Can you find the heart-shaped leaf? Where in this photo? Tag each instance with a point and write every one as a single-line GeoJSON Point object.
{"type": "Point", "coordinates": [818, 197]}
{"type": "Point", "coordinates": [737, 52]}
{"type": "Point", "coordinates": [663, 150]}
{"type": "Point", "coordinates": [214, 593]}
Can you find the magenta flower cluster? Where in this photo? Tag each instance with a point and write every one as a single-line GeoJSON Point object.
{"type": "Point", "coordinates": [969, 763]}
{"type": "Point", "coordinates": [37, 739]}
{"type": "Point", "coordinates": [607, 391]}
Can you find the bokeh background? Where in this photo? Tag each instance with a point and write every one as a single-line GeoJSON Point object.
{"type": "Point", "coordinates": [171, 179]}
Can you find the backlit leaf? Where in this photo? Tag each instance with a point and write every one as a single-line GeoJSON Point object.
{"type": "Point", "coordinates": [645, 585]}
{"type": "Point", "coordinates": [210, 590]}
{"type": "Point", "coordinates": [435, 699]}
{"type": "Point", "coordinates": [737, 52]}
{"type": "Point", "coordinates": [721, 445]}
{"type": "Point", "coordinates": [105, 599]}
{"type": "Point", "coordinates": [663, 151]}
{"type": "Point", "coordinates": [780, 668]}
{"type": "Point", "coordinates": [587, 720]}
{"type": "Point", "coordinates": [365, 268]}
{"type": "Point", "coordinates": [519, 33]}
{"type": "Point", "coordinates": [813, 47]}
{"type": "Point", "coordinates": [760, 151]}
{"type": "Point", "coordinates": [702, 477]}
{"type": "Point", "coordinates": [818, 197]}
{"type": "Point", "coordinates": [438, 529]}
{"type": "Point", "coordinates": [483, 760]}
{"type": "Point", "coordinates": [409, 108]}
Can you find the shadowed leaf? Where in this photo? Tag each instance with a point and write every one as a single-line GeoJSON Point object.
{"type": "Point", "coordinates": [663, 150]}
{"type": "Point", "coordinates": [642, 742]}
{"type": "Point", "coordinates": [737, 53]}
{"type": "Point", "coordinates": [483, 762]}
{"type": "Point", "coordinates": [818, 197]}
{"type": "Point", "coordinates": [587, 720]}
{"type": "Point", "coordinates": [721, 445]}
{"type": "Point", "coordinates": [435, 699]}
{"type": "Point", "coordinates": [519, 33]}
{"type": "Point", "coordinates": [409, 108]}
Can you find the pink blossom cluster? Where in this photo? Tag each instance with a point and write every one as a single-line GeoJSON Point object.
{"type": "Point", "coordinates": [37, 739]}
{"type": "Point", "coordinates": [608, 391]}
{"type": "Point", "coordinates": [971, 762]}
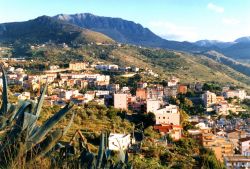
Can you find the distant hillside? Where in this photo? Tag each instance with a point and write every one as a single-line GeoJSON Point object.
{"type": "Point", "coordinates": [124, 31]}
{"type": "Point", "coordinates": [238, 49]}
{"type": "Point", "coordinates": [213, 44]}
{"type": "Point", "coordinates": [240, 67]}
{"type": "Point", "coordinates": [44, 29]}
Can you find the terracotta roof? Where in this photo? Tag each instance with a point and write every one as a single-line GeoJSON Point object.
{"type": "Point", "coordinates": [244, 139]}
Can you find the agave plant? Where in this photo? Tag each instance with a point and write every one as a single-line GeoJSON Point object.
{"type": "Point", "coordinates": [20, 134]}
{"type": "Point", "coordinates": [103, 159]}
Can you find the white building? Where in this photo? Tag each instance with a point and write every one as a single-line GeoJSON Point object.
{"type": "Point", "coordinates": [241, 94]}
{"type": "Point", "coordinates": [120, 101]}
{"type": "Point", "coordinates": [153, 105]}
{"type": "Point", "coordinates": [107, 67]}
{"type": "Point", "coordinates": [167, 115]}
{"type": "Point", "coordinates": [119, 141]}
{"type": "Point", "coordinates": [244, 144]}
{"type": "Point", "coordinates": [209, 99]}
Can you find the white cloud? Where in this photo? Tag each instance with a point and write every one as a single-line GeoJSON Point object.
{"type": "Point", "coordinates": [215, 8]}
{"type": "Point", "coordinates": [230, 21]}
{"type": "Point", "coordinates": [171, 31]}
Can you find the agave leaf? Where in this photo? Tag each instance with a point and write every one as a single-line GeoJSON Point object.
{"type": "Point", "coordinates": [45, 146]}
{"type": "Point", "coordinates": [4, 107]}
{"type": "Point", "coordinates": [38, 109]}
{"type": "Point", "coordinates": [48, 125]}
{"type": "Point", "coordinates": [40, 101]}
{"type": "Point", "coordinates": [69, 124]}
{"type": "Point", "coordinates": [88, 160]}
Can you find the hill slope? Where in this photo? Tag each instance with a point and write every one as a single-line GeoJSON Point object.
{"type": "Point", "coordinates": [44, 29]}
{"type": "Point", "coordinates": [123, 31]}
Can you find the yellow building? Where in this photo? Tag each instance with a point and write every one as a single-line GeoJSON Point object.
{"type": "Point", "coordinates": [77, 66]}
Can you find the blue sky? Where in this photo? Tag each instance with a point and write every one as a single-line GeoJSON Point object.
{"type": "Point", "coordinates": [180, 20]}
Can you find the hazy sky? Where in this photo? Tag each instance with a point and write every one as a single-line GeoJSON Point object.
{"type": "Point", "coordinates": [180, 20]}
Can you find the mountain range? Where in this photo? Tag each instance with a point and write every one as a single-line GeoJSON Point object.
{"type": "Point", "coordinates": [123, 31]}
{"type": "Point", "coordinates": [129, 32]}
{"type": "Point", "coordinates": [86, 27]}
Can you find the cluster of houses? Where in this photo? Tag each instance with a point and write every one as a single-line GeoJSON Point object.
{"type": "Point", "coordinates": [220, 104]}
{"type": "Point", "coordinates": [230, 139]}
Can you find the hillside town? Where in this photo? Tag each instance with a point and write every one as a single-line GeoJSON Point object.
{"type": "Point", "coordinates": [214, 116]}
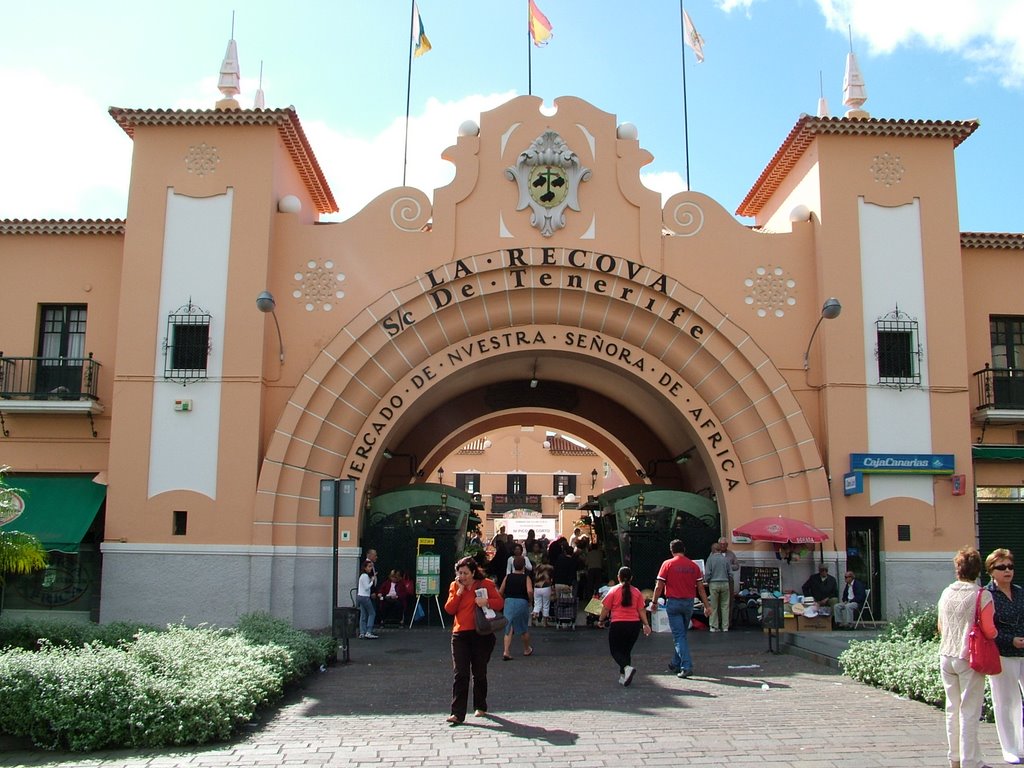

------------------------------------------------------------

Problem to work on:
Which rows above contain the string "cluster"? Copy each of those rows in full.

Answer to the task:
Can you find the magenta flower cluster? Where in this photo? Tag each instance with a point and write every one as a single-line GeoJSON Point object.
Can you find the pink blossom cluster? Where in this photo? Tag each instance with a point and write every one as a single-line GeoJSON Point object.
Can you find the cluster of houses? Where in this photo? Tag each instance with a point and write every one as a single-line GeoJSON Point object.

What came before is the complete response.